Given request
Print the listing below word for word, from its first line to its last.

Material provided
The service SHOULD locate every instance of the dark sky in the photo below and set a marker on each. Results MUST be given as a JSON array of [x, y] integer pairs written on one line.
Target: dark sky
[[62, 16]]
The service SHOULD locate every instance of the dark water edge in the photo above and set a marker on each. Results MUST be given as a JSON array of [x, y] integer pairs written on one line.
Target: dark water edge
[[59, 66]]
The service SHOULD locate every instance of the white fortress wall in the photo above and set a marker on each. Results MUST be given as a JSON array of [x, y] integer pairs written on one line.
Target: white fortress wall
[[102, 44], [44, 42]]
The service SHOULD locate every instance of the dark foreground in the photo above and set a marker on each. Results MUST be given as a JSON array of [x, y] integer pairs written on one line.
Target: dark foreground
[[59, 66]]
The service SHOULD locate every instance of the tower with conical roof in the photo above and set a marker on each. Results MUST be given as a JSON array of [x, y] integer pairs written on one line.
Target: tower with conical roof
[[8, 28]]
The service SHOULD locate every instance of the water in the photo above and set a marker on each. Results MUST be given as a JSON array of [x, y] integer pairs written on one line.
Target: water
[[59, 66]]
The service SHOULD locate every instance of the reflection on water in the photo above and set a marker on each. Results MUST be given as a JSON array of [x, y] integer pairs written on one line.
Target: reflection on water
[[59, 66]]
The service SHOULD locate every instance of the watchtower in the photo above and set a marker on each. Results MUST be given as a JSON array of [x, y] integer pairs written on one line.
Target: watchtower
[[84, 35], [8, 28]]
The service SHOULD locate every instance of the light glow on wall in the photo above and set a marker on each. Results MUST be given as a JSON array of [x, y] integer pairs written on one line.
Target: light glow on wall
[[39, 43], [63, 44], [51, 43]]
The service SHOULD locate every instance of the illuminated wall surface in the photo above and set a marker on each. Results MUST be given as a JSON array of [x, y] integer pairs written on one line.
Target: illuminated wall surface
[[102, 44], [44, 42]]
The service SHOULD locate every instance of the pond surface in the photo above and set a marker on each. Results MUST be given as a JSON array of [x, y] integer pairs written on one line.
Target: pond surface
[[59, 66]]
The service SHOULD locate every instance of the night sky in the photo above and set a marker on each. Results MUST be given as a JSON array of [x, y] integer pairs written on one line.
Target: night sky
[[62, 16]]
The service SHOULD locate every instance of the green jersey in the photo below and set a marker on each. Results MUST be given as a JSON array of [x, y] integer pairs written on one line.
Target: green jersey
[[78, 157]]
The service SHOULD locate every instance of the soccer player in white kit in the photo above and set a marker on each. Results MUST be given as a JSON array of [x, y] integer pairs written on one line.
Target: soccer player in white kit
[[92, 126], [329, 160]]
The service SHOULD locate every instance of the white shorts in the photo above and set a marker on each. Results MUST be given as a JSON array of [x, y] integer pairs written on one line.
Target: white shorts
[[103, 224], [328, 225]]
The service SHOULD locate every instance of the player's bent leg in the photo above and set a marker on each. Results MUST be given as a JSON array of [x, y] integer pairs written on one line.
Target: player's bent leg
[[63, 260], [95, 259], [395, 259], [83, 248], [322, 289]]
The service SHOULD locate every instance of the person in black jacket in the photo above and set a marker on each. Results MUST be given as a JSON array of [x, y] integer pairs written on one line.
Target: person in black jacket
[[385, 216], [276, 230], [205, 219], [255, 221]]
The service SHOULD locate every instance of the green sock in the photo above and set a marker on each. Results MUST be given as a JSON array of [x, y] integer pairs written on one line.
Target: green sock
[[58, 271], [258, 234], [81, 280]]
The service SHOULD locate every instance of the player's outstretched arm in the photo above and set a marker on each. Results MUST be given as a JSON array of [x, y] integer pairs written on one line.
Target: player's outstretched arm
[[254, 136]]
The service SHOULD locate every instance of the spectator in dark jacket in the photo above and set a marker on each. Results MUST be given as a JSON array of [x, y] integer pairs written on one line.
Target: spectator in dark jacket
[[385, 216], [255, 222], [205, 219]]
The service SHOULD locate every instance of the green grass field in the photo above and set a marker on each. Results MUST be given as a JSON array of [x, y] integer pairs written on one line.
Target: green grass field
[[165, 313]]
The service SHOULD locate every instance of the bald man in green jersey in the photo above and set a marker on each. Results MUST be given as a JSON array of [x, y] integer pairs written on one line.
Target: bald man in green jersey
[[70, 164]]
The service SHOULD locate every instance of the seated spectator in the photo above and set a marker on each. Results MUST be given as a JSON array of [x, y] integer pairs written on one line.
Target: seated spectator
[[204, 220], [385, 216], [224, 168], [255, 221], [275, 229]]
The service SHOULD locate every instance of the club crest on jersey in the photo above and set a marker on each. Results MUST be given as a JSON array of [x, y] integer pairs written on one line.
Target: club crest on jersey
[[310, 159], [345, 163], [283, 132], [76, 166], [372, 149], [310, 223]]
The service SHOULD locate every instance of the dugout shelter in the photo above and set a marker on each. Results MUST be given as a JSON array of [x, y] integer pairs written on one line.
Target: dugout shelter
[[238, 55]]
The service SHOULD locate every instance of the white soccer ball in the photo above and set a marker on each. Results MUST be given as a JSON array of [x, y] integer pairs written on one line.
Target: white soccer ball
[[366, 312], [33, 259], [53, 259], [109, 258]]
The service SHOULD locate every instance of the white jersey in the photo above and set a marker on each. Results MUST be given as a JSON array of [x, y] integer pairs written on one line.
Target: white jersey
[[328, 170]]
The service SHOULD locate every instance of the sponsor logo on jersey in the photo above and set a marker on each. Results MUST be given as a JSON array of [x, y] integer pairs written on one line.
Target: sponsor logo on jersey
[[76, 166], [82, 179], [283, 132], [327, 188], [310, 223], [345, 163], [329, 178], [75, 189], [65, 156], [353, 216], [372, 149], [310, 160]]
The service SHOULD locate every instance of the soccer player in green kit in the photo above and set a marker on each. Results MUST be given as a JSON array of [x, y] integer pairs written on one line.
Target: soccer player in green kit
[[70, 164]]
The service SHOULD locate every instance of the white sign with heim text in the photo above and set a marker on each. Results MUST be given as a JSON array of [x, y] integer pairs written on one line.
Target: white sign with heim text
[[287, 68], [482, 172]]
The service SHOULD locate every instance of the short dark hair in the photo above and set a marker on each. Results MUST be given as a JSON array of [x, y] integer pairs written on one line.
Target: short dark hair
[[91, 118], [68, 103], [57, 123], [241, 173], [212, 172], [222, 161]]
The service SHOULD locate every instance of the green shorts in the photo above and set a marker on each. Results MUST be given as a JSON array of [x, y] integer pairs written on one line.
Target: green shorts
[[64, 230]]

The answer
The service SHOULD locate every instance of the dark sky in the photo below and set a marker on each. Results MUST be given as a JSON array of [x, y] integer pairs written on one line.
Target: dark sky
[[62, 16]]
The service SHOULD locate every instance of the dark water edge in the photo above and set a marker on each. Results MUST be given as a JSON array of [x, y] integer pairs written on one line.
Target: dark water edge
[[59, 66]]
The service SHOULD locate every instance of the white fortress wall in the photo above and set a marker on each. Results MUST be given as a JSON array of [x, y] integer pairs written on one line.
Target: white fortress wall
[[102, 44], [44, 42]]
The service SHOULD locate every instance of the dark foreground in the photo above and set a marker on each. Results MUST be given as a JSON array of [x, y] integer pairs written on one line.
Target: dark foreground
[[59, 66]]
The service SHOULD locate every instance of the tower with conical roof in the photo above and set a marker on each. Results MUST be given as a JSON array of [x, y] integer pairs written on one line.
Target: tower with conical roof
[[8, 28]]
The service SHOULD locate every instance of the water in the photo above and set a marker on each. Results MUST be given as a JSON array of [x, y] integer pairs written on one line.
Target: water
[[59, 66]]
The service SHOULD locate every instance of the reflection on water in the photo above and set a marker on each. Results MUST be given as a JSON array of [x, y] integer pairs written on one line.
Target: reflection on water
[[59, 66]]
The service SHOULD locate every instance of the watchtower in the photo above and set a marker on each. Results MUST be given as a JSON array of [x, y] integer pairs written on one line.
Target: watchtower
[[84, 35], [8, 28]]
The service SHOULD locate every instance of the light glow on wall in the photo above and set a marker on each. Results MUST be given as a JSON array of [x, y] integer pairs written on one line.
Target: light glow on wall
[[39, 43], [63, 44], [51, 43]]
The service SHOULD locate every instance of the illuminated wall surface in the photo above and set a marker on each. Results MUST be given as a JSON array of [x, y] integer pairs written on one line.
Target: illuminated wall surface
[[102, 44], [44, 42]]
The service SHOULD locate every instance of the pond surface in the photo above and set a marker on each. Results MUST be given as a JSON array of [x, y] integer pairs written on one line.
Target: pond surface
[[59, 66]]
The service SHOULD locate every instance of the night sky in the photo above and set a marker on each. Results MUST be given as a JSON array of [x, y] integer pairs written on one line.
Target: night sky
[[62, 16]]
The service SHOULD locate every instance of the green jersey in the photo below and set a marker on each. Results MUST be given as a JSON array of [x, y] integer pairs written on one line.
Target: green jersey
[[78, 157]]
The service SHOULD locate every instance of the soccer player in white kit in the photo above and set a marker on each. Results MUST be given as a JSON array of [x, y] integer pairs written on one line.
Target: soccer player in white kit
[[92, 126], [329, 160]]
The service SHOULD locate every instance of the white shorts in the photo above and set a marker on each. Results MUST be given as a JSON array of [x, y] integer pairs written on one line.
Target: white shorts
[[103, 224], [328, 225]]
The service SHOULD locate every instance of the player's bent leg in the photo above and set a marker on each. Results MUST be given as a JSON array of [x, y] integer pairs written on one line.
Target: player's bent leg
[[63, 260], [95, 259], [395, 259], [83, 248], [322, 289]]
The service SHOULD locate every instance of the person in black jacket in the photo above and set a marker on each. Results MUST be given as a JSON array of [x, y] integer pairs written on one line.
Target: person in black jacket
[[385, 216], [276, 230], [205, 219], [255, 221]]
The service SHOULD locate every instance of the green sock in the photo above and set a marker on each. Results MUST be given as a JSON array of [x, y] integer pairs written on one line.
Target: green sock
[[58, 271], [258, 234], [81, 280]]
The service SHOULD locate every instance of the player's outstretched arm in the photo above and set a marker on each. Results MUST be given as a JSON array of [x, y] integer pairs written on one line.
Target: player's outstretched arm
[[254, 136]]
The service SHOULD locate every instance of the spectator in dark jacket in the photo above and set a marker on each. Results MUST be given as a JSON array of [x, y] integer pairs written on one line.
Target: spectator in dark jacket
[[385, 216], [255, 222], [205, 219]]
The service SHOULD locate every instance of the green grass field in the photo above and set a marker on each. Results MUST be given as a JSON array of [x, y] integer pairs written on one line.
Target: green grass field
[[165, 313]]
The service SHOULD locate every instance of the bald man in green jersey in the photo above and set a marker on each. Results MUST be given as a JSON array of [x, y] integer pairs written on one line.
Target: bald man in green jersey
[[70, 164]]
The service SHOULD locate every instance of the seated spectator in the photo above and set a marker on each. Results MUST be given as a JSON array of [x, y] integer pairs written on one line.
Target: seated spectator
[[204, 220], [385, 216], [224, 168], [255, 221], [275, 229]]
The service SHOULD locate every instance of the club crest on jersey in the photo above and set a marker on each. Results MUST be given as a JSON array of [x, y] integer pairs written on one line.
Target: club crest on jersey
[[310, 159], [345, 163], [283, 132], [76, 166], [372, 149], [310, 223]]
The service SHOULD locate every instance of the dugout shelter in the photo above and set a marker on each. Results MUST be given as a JSON array of [x, y] integer pairs written on one line.
Target: dugout shelter
[[238, 55]]
The service SHOULD locate every instance of the white soccer ball in the photo above and set a marker on each. Results MUST be given as a JSON array of [x, y] integer pairs written on one line.
Target: white soccer ball
[[366, 312], [33, 259], [53, 259], [109, 258]]
The service SHOULD locate every instance of the white jersey in the photo above and set a marker on each. Results MUST be given as a JSON array of [x, y] integer pairs written on one line.
Target: white jersey
[[328, 170]]
The service SHOULD locate every instance of the sponsor logo on jersey in the photo above and set a marker on each. Results MUST be given as a JSON array of [x, y] integer pairs written on one line.
Target: sponsor logo on jersey
[[76, 166], [82, 179], [283, 132], [327, 188], [310, 223], [345, 163], [329, 178], [75, 189], [65, 156], [353, 216], [372, 149], [310, 160]]
The service SHOULD locate every instance of the soccer player in green kit in the photo above and set a marker on each. Results MUST be given as a JSON array of [x, y] integer pairs written on one line.
Target: soccer player in green kit
[[70, 164]]
The service SHOULD locate every instance of the white sign with heim text in the photo above and set a marker on each. Results MUST be given as a JSON array of [x, y] integer pairs written on one line.
Target: white sign with heim text
[[287, 68], [482, 172]]
The service SHOULD locate every instance of the short dark hair in the photo above and set a marker on each. Results MUST be given as a JSON array of [x, y] integer pairs written on one line.
Target: short dark hair
[[91, 118], [68, 103], [57, 123], [241, 173], [212, 172], [222, 161]]
The service SHOULD locate every instance of the green shorts in the photo above and set a marker on each. Results MUST be given as a JSON array of [x, y] integer pairs written on one line.
Target: green shorts
[[64, 230]]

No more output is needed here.